**STATED EXERCISE**
Could you rewrite the data between the lines holding "range is. Please return the bounding box." and "[1129,830,1148,866]", inclusive, changing "low vegetation" to "ground cover" and leaving everything else unchanged?

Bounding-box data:
.....

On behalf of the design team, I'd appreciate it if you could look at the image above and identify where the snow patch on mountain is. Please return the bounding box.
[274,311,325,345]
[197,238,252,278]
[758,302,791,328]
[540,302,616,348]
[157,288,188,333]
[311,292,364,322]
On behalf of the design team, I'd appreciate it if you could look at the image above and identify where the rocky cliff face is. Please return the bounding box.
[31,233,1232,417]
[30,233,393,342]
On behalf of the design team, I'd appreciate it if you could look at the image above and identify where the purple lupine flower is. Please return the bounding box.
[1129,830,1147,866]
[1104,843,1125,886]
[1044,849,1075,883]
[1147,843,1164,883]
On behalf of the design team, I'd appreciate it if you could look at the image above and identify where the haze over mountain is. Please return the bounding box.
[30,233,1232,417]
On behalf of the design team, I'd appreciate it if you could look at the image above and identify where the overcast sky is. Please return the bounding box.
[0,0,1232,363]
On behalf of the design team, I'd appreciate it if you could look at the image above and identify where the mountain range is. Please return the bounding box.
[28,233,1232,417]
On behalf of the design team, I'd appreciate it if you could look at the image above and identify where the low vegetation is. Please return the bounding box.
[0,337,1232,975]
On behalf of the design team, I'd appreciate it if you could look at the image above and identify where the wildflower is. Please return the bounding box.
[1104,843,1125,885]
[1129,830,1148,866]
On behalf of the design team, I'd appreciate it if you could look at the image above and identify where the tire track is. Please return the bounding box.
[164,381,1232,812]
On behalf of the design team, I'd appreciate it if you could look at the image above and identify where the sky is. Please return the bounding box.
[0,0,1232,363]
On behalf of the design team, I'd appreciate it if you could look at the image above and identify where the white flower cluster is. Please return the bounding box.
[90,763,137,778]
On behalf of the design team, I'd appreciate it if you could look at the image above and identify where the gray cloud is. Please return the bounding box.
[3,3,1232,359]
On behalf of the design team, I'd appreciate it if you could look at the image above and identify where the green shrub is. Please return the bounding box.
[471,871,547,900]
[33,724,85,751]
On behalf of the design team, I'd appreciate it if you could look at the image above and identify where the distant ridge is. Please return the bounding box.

.....

**OUTPUT BELOW**
On behalf of the design team, I'd appreciate it if you could look at the image above and identify where the mountain range is. Please return the bounding box.
[28,233,1232,417]
On behalf of the design team, I'd appreciate it if you could look at the image above and identify where the ground cover is. Please return the bounding box.
[0,337,1232,975]
On behalf of the design team, I'd appreciate it if you could look at the image above and identify where the wildflower is. Please return the bounding box.
[1104,843,1125,885]
[1129,830,1148,866]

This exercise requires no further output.